> [Supplied passage]
Study Notes on Thunderstorms and Tornadoes

Thunderstorms and Tornadoes

General Characteristics of Thunderstorms

  • Thunderstorms must contain:

    • Thunder

    • Lightning

    • Strong, gusty winds

    • Hail (in all sizes)

    • Precipitation (rain and snow)

  • Thunderstorms can also contain tornadoes.

  • Types of thunderstorms:

    • Ordinary (air mass) thunderstorms

    • Multicell thunderstorms

    • Supercell thunderstorms

Ordinary Thunderstorms

  • Most common type of thunderstorm.

  • Forms in areas with weak wind shear (variability in wind speed and direction with height).

  • Characteristics:

    • Self-extinguishing

    • Falls apart with the presence of colder, downdraft air

    • Short lifetime (typically 1 hour)

Three Stages of Development

  1. Growth Stage

    • Rising air parcel cools and condenses, forming cumulus clouds that grow taller.

> [Data excerpt]
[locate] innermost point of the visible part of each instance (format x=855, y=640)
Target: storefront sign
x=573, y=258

> [Work to do]
a - In the thunderstorm study notes, what typical lifetime is given for an ordinary thunderstorm?
b - Pick up the thunderstorm study notes after their final line and write the rest.

> [Exercise answers]
a - Typically about 1 hour.

b -
    • Latent heat release keeps moisture in the air, maintaining warmer rising air compared to surrounding air.

    • Involves rising and sinking of moist, dry, warm, and cold air.

  2. Mature Stage

    • Cooler, drier air helps to evaporate water droplets, leading to heavy air descent.

    • Aerodynamic processes involve downdraft, which is the exhaling wind from a cloud or storm.

    • Thunderstorm begins to inhale and exhale air, feeding itself and reaching peak intensity.

    • Storm takes on an anvil shape.

    • Strong updrafts and downdrafts develop in the middle section of the storm, producing heavy rain, strong winds, and hail.

    • Presence of overshooting tops indicates strong updrafts pushing clouds into the stratosphere, signaling a very intense storm and possible rotation.

  3. Decaying Stage

    • Updrafts weaken, and the storm begins to starve itself.

    • Dominance of downdrafts occurs following the development of the storm, typically around 30 minutes after initiation.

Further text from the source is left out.